Travail demandé -> Recopiez sans rien changer les lignes des données, de celle qui contient « Target: black plastic crate » jusqu'à la dernière ligne des données, les deux incluses.

Données disponibles ->
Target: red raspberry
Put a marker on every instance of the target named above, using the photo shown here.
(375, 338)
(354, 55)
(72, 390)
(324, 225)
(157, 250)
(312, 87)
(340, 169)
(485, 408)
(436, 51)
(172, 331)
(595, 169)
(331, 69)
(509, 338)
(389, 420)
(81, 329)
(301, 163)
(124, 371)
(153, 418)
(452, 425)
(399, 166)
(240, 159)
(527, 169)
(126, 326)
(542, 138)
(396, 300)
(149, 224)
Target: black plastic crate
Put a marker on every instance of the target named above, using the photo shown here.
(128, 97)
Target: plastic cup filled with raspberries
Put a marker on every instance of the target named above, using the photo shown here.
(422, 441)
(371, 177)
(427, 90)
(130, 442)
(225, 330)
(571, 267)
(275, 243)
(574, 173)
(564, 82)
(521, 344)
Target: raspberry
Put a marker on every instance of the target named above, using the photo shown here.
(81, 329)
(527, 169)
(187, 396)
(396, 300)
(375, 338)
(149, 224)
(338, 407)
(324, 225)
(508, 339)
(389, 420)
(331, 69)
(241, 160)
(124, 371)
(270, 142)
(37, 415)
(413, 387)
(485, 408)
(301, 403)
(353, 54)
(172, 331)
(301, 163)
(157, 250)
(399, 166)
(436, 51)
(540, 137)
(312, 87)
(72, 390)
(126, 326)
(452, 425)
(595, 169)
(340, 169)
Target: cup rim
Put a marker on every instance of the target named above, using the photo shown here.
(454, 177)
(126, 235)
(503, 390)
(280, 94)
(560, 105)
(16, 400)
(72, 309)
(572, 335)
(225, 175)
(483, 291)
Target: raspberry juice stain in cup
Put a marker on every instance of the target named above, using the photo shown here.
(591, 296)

Travail terminé ->
Target: black plastic crate
Put a marker on every instance of the target named above, using the photo shown here.
(128, 97)
Target: plastic cup filled with raspberries
Put a marker on every instance of the target named above, using the photo shown here.
(422, 441)
(371, 177)
(427, 90)
(130, 442)
(225, 330)
(571, 267)
(275, 243)
(574, 173)
(564, 82)
(521, 344)
Target: raspberry
Put a marker on every instance of the target named above, using the photo shown here.
(81, 329)
(527, 169)
(187, 396)
(396, 300)
(375, 338)
(149, 224)
(338, 407)
(324, 225)
(508, 339)
(389, 420)
(331, 69)
(241, 160)
(124, 371)
(270, 142)
(37, 415)
(413, 387)
(485, 408)
(301, 403)
(353, 54)
(172, 331)
(301, 163)
(157, 250)
(399, 166)
(436, 51)
(540, 137)
(312, 87)
(72, 390)
(126, 326)
(452, 425)
(595, 169)
(340, 169)
Target: cup rim
Put a marker on every instance of the target named above, using the photo shown here.
(454, 177)
(126, 235)
(503, 390)
(280, 94)
(560, 105)
(16, 400)
(72, 309)
(572, 335)
(225, 175)
(483, 291)
Target: raspberry juice stain in cup
Put a marker on every instance of the target named above, using the photo shown here.
(591, 296)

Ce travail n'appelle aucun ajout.